### Exercise details
Copy down every line of the records below without changing anything.

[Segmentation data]
◇ ◇ ◇ ◇ ◇

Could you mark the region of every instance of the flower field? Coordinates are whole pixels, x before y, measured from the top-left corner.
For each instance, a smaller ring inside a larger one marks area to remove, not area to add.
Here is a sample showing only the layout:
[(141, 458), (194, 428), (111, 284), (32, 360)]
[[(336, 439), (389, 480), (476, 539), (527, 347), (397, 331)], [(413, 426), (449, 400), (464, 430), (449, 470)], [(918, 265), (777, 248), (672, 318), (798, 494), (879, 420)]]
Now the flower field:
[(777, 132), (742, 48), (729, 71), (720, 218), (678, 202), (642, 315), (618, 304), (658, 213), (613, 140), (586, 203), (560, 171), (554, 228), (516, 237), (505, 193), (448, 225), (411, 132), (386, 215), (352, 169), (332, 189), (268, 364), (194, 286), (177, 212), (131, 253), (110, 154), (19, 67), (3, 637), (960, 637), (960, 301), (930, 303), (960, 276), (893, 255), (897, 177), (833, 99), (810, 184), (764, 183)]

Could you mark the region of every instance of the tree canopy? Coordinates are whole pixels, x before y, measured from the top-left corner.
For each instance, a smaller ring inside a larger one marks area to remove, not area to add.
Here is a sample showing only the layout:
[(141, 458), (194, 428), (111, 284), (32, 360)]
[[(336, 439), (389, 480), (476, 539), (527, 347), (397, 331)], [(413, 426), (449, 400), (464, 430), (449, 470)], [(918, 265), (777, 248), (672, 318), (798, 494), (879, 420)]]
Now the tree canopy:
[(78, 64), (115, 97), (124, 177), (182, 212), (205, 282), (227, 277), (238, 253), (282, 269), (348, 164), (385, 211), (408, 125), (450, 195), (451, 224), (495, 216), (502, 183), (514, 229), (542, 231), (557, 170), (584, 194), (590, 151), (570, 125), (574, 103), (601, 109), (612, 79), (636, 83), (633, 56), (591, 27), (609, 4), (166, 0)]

◇ ◇ ◇ ◇ ◇

### Task response
Could you mark the region of every instance of the flower field? Coordinates are whole pixels, x before y, measured from the top-left corner.
For each instance, a smaller ring inside a larger one marks area to remove, not area to add.
Here is a sample showing only the layout:
[(141, 458), (194, 428), (111, 284), (32, 360)]
[[(336, 439), (389, 480), (476, 539), (527, 347), (397, 331)], [(413, 426), (449, 400), (464, 430), (449, 470)], [(918, 265), (777, 248), (672, 318), (798, 494), (879, 420)]]
Now the flower field:
[(777, 132), (742, 48), (729, 71), (720, 218), (678, 202), (642, 315), (618, 304), (658, 213), (613, 140), (586, 203), (560, 171), (554, 228), (516, 237), (505, 193), (448, 225), (411, 132), (386, 215), (352, 169), (332, 189), (268, 364), (194, 286), (177, 212), (131, 253), (110, 154), (19, 67), (3, 637), (960, 637), (960, 301), (930, 303), (960, 276), (893, 255), (897, 177), (833, 99), (810, 184), (764, 183)]

Could you mark the region of every instance of the tree canopy? Coordinates are whole pixels, x before y, measured from the top-left corner.
For each instance, a smaller ring inside a larger one marks area to remove, not area to add.
Here is a sample showing only the layout:
[(141, 458), (194, 428), (111, 284), (32, 360)]
[[(336, 439), (389, 480), (476, 539), (527, 347), (397, 331)], [(413, 426), (449, 400), (464, 430), (449, 470)], [(918, 265), (777, 248), (672, 318), (798, 494), (879, 420)]]
Now the tree canopy:
[(78, 64), (115, 97), (124, 177), (182, 212), (205, 282), (227, 277), (238, 253), (282, 269), (348, 164), (385, 211), (408, 125), (450, 195), (451, 224), (495, 216), (502, 183), (514, 229), (542, 231), (557, 170), (584, 194), (590, 151), (570, 125), (574, 103), (601, 109), (612, 79), (636, 83), (633, 56), (591, 27), (609, 4), (166, 0)]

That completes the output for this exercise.